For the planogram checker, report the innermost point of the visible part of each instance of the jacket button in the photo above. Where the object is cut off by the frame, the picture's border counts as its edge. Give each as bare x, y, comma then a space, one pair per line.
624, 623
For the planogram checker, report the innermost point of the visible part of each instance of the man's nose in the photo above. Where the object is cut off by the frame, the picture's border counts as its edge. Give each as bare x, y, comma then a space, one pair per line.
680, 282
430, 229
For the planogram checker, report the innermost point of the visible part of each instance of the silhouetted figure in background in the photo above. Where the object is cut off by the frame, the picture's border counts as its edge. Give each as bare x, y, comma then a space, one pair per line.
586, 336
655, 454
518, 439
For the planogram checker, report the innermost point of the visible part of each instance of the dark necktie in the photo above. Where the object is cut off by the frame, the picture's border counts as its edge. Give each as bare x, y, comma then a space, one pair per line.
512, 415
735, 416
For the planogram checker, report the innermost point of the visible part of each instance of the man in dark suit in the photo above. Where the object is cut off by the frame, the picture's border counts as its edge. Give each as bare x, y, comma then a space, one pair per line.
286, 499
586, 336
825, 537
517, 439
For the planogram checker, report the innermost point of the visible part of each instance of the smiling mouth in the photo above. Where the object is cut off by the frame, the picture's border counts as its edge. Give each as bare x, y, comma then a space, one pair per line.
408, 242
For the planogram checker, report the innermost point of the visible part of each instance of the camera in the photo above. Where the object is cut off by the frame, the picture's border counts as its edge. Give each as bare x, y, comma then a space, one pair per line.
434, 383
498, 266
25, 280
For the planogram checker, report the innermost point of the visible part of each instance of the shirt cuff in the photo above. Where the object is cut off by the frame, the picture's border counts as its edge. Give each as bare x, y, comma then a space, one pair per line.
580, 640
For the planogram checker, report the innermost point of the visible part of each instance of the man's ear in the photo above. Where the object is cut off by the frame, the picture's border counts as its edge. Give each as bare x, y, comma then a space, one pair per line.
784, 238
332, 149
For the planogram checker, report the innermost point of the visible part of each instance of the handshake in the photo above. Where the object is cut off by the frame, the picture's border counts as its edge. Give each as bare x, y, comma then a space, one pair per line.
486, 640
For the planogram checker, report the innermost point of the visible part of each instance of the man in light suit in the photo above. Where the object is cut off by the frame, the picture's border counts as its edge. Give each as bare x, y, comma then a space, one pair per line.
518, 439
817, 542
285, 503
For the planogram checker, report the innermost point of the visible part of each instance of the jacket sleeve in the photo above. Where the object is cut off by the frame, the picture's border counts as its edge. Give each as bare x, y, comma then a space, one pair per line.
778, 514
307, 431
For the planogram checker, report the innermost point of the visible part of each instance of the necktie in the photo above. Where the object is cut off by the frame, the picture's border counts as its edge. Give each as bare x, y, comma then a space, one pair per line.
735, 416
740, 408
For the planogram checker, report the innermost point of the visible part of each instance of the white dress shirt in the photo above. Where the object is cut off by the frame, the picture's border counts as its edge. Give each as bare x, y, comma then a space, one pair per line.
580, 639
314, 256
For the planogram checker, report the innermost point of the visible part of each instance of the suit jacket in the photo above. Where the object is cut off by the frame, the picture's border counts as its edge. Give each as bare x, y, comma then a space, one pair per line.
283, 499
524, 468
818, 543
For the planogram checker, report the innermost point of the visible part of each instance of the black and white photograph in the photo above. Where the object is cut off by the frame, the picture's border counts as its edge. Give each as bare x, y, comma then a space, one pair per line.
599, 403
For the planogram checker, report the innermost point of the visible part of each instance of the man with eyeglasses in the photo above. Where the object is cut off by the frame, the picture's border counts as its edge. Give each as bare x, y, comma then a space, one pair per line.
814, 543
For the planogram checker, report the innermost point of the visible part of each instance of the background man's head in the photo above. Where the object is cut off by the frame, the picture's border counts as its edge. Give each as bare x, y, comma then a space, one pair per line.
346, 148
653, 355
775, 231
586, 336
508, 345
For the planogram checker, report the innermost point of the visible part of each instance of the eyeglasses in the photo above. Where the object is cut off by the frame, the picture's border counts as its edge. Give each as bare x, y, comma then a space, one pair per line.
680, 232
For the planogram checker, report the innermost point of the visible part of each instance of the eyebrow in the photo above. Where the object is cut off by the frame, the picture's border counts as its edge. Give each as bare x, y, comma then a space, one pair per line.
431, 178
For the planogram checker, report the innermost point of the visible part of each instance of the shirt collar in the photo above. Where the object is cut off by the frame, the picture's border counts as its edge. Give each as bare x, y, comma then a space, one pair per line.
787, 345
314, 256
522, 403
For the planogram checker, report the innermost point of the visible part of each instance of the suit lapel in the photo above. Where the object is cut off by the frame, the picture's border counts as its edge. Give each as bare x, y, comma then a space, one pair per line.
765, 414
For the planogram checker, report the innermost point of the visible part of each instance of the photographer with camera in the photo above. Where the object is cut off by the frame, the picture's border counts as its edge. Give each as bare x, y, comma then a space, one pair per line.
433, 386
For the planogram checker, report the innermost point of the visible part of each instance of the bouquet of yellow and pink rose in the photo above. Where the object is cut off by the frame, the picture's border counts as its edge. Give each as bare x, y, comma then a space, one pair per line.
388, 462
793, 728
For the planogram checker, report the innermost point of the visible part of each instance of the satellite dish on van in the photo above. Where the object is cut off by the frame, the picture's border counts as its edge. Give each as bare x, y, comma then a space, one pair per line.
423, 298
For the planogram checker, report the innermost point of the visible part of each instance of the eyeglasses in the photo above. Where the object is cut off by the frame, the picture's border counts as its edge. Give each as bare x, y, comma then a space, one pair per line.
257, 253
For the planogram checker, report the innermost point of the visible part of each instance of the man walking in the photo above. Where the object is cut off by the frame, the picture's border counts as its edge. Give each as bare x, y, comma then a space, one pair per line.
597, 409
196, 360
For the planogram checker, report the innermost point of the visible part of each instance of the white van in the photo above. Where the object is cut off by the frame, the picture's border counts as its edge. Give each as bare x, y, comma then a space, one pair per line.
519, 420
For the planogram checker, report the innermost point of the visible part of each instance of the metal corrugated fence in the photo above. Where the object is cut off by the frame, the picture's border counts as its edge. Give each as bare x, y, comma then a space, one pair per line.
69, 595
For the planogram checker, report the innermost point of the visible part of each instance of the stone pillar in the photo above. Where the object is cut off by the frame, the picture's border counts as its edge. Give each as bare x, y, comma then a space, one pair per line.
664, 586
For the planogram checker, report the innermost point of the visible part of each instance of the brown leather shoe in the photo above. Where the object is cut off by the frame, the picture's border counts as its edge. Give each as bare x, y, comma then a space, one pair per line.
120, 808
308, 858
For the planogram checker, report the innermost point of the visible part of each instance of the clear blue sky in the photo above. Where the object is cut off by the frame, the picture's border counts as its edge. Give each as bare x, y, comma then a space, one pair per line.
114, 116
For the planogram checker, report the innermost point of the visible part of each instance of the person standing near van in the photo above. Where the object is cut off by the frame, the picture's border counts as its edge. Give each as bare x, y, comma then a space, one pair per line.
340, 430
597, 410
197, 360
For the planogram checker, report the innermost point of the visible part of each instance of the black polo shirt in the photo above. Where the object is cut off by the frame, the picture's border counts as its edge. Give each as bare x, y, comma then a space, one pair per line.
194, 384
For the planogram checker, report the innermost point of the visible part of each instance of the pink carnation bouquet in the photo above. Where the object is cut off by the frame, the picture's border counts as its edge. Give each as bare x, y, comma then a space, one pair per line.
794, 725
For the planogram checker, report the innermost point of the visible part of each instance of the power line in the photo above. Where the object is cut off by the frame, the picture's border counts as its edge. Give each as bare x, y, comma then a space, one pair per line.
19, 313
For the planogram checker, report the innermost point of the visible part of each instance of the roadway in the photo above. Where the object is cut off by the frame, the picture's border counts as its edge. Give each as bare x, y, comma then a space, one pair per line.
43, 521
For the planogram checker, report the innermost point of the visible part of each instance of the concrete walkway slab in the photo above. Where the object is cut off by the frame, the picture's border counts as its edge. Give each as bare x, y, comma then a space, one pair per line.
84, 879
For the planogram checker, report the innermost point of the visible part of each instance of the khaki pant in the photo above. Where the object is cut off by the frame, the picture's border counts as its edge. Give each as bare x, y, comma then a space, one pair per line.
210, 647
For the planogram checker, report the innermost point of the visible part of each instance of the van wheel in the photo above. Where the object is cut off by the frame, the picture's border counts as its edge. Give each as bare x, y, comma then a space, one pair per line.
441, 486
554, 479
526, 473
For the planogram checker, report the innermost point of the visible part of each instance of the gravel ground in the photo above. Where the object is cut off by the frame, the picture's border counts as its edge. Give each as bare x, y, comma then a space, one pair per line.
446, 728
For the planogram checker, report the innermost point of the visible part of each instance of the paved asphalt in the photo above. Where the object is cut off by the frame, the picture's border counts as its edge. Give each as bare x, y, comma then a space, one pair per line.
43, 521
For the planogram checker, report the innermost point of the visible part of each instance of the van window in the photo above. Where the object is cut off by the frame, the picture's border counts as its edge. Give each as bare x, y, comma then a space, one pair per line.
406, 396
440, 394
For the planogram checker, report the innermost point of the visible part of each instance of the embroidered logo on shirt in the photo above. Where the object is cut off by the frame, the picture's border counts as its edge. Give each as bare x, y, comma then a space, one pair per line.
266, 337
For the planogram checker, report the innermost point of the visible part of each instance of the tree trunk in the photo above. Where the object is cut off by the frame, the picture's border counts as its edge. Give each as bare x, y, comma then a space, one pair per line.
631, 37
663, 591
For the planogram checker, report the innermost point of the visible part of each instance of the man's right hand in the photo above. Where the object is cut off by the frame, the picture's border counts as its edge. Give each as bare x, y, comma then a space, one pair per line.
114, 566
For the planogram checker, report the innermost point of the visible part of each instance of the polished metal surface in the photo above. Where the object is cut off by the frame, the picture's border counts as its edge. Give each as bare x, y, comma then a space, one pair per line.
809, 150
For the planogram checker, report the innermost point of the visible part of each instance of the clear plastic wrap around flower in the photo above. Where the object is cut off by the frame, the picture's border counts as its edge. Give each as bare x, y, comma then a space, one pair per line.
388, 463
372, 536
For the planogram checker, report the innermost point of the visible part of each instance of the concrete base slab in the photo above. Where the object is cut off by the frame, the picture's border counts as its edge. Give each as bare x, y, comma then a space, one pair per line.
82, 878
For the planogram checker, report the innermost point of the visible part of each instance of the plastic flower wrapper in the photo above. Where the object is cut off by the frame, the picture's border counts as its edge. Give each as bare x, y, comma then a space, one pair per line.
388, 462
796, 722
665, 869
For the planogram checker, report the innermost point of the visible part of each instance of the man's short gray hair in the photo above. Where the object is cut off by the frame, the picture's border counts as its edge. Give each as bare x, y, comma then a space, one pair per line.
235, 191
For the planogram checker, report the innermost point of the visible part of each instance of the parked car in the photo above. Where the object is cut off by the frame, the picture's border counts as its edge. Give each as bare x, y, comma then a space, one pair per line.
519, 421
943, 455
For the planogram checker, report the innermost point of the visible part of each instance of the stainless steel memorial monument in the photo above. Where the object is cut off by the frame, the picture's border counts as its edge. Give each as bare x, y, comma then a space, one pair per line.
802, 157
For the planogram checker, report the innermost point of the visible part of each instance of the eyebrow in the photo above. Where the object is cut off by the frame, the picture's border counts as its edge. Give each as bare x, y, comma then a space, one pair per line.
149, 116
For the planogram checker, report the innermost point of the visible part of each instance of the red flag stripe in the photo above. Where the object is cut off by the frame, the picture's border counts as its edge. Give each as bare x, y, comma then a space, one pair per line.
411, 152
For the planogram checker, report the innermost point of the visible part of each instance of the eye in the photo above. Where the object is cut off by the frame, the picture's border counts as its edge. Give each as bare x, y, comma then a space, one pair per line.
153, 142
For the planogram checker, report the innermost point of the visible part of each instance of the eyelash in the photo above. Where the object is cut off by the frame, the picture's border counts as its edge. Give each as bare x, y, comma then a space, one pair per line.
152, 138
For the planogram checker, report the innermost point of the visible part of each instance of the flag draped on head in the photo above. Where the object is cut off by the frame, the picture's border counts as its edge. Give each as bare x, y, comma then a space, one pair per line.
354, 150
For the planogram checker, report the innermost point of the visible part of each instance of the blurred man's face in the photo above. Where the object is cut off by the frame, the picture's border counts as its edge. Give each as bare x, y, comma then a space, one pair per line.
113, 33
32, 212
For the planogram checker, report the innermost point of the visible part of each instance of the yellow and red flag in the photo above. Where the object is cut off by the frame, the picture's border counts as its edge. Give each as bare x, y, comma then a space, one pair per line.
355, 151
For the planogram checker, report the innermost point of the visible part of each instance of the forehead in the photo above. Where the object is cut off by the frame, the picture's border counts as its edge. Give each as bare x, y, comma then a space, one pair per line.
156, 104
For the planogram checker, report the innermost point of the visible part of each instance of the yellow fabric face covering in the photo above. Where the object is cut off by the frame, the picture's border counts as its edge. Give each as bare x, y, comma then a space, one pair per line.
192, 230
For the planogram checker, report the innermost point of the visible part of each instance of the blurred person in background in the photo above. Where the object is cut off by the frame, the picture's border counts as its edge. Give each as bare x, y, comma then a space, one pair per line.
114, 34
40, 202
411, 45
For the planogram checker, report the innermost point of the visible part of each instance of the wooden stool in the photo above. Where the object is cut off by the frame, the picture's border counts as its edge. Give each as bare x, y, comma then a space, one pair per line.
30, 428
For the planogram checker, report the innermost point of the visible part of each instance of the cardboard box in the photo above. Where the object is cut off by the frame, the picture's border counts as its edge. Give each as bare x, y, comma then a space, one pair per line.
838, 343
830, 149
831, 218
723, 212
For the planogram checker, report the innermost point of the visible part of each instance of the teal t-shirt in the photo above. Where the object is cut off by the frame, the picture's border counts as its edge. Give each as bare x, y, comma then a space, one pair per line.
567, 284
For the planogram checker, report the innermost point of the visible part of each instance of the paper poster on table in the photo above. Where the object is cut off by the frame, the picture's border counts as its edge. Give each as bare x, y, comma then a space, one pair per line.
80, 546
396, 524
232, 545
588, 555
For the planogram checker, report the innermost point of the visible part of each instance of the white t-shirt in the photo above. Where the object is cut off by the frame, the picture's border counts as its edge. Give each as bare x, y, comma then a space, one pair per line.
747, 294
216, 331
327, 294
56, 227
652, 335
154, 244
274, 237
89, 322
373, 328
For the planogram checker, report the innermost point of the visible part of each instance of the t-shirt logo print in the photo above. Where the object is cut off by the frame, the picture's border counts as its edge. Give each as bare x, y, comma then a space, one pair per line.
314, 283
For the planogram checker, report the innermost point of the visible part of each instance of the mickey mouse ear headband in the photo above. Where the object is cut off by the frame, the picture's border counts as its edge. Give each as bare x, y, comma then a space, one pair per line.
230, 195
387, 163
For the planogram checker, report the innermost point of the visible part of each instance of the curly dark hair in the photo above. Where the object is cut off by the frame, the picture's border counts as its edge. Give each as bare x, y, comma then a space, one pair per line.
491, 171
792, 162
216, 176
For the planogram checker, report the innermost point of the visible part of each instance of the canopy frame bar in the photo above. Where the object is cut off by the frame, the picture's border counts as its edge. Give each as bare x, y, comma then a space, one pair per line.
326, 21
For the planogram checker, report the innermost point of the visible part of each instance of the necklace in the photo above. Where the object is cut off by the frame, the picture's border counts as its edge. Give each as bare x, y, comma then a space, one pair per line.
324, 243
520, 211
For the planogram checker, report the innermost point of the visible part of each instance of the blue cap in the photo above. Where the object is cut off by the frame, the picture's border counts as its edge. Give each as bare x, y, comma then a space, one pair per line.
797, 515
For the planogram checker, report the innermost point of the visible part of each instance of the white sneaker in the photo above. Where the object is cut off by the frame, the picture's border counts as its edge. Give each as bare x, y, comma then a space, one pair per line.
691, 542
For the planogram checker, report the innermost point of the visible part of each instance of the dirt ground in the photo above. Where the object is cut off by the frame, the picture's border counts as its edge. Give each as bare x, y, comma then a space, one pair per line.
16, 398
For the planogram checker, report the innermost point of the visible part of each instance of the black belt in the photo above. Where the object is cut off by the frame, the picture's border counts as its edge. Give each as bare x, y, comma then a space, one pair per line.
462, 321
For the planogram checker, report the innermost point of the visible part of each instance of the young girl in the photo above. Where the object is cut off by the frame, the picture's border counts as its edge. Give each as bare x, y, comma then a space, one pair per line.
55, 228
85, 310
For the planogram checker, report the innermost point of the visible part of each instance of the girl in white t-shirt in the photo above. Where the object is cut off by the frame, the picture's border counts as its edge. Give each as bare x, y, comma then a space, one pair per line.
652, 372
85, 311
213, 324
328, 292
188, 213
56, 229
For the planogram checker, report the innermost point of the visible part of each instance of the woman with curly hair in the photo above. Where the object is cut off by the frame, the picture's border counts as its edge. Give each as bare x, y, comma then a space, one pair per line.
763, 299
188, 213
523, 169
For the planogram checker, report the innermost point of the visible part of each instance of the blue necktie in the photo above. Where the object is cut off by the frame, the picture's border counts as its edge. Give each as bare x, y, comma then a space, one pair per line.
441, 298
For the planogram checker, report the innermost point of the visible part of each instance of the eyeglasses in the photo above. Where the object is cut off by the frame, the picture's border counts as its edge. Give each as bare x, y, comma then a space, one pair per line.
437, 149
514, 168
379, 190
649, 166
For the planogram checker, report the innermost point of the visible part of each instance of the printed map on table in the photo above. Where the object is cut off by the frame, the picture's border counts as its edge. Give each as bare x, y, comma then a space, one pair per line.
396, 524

## [The problem]
Starting at the line with "of the woman", restate each line through the end of the records, both ends included, and stop there.

## [Exercise response]
For the planogram checker, report the innermost point of the visible part of each instance of the woman with curly hair in the photo above. Where the object is cut off by the frame, the picture's border counts as its edge. Give each as bare x, y, comma then a space, one pair per line.
763, 299
188, 213
523, 169
For the planogram checker, report the innermost point of the visible part of each instance of the blue necktie in the photo above. Where the object is cut off by the frame, the picture's border counts as its edge. Give each as bare x, y, comma then a space, one pair per line.
441, 298
For the planogram checker, report the innermost point of the visible part of each instance of the eyeglasses in the photo above. Where the object is cut off by the frame, the picture's border counts as its edge. Give each as bare x, y, comma then a space, one pair per line.
437, 149
514, 168
379, 190
649, 166
For the planogram checker, report the innermost point of the visible part of each instance of the printed map on table in the photo above. Where the object is cut off by the frame, the picture's border counts as its edge. Give each as bare x, y, comma then a space, one pair per line.
396, 524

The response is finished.